### Document passage:
# # # #

Answer and explanation below the fold…

If I told you it was my birthday and I wanted a cake, and you liked me enough to provide one (pretty please?), you’d have a couple options. You could go to the grocery store and buy all the ingredients, and then go home and start baking. Or, you could go to the same store and go to a different aisle, buy a pre-made cake, and spend the time you would have been baking watching awesome videos on the internet. Listen, I’m glad you like me and all, but you don’t really need to take all that time making me a cake. Internet videos. Get some.

What I mean to say is: when the SAT asks you to find an expression (by which I mean anything other than just a plain old variable like *x*) you should look for a way to **solve directly for that expression**. Your mantra for a question like this: “** How do I go from what they gave me to what they want?**”

# # # #

### Task prompt:
Extend the passage about solving directly for an expression on the SAT, picking up after its final sentence. The material that follows comes from a separate source and has no connection to the passage above.

### Supplied records:
# # # #

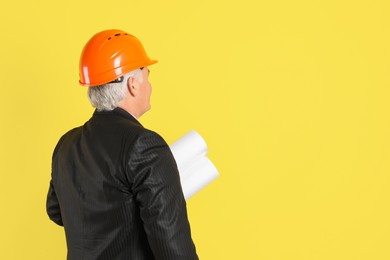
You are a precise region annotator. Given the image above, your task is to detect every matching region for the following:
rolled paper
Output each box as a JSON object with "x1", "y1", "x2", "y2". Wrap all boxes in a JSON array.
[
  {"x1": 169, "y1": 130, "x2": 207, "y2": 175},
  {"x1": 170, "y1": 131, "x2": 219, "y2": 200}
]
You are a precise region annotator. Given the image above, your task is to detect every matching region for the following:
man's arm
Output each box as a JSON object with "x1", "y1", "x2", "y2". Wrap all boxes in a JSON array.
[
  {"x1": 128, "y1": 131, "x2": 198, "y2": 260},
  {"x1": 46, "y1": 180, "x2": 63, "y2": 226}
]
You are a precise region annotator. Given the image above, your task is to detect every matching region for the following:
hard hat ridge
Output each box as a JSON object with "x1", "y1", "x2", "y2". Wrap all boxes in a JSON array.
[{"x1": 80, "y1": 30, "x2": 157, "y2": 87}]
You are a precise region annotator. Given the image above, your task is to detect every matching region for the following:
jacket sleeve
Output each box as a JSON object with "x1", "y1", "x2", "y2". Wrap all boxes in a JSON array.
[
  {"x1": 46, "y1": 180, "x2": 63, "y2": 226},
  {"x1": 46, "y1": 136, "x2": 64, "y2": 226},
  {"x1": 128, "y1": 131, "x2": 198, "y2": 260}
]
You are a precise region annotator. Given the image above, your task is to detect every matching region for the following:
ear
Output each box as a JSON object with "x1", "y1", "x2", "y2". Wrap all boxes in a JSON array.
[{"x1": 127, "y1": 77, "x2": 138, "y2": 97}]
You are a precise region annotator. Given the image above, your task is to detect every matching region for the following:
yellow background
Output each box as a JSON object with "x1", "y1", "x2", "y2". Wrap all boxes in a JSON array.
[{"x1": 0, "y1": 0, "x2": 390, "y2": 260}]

# # # #

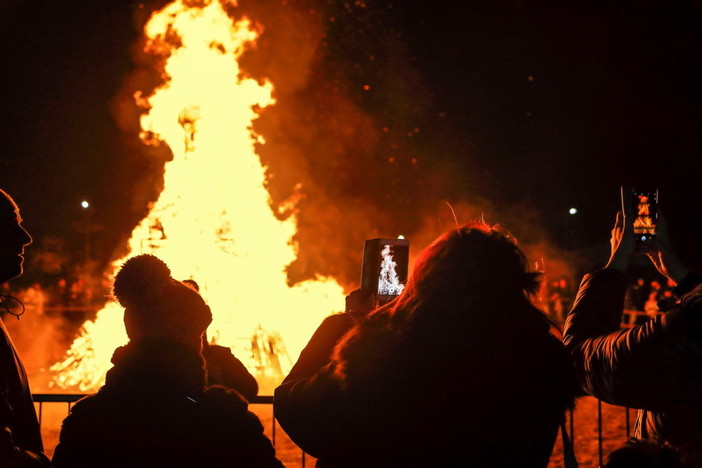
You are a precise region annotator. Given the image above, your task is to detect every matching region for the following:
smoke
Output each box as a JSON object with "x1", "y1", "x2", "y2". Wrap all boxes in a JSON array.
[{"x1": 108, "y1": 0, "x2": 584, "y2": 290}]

# # # #

### Task response:
Often, you’ll be adding or subtracting two equations. That doesn’t do us any good with this problem, though. For this one, we’re going to have to get a little more creative. Note that we are given three equations containing parts of what we want: *abc*. How do we go from what they gave us to what they want?

Try multiplying everything you have together:

(*ab*)(*bc*)(*ac*) = (1.5)(6)(25)

*abbcac* = 225

Now simplify a little bit:

*aabbcc* = 225

*a*^{2}*b*^{2}*c*^{2} = 225

(*abc*)^{2} = 225

And take the square root of both sides:

*abc* = 15.

That’s answer choice (C).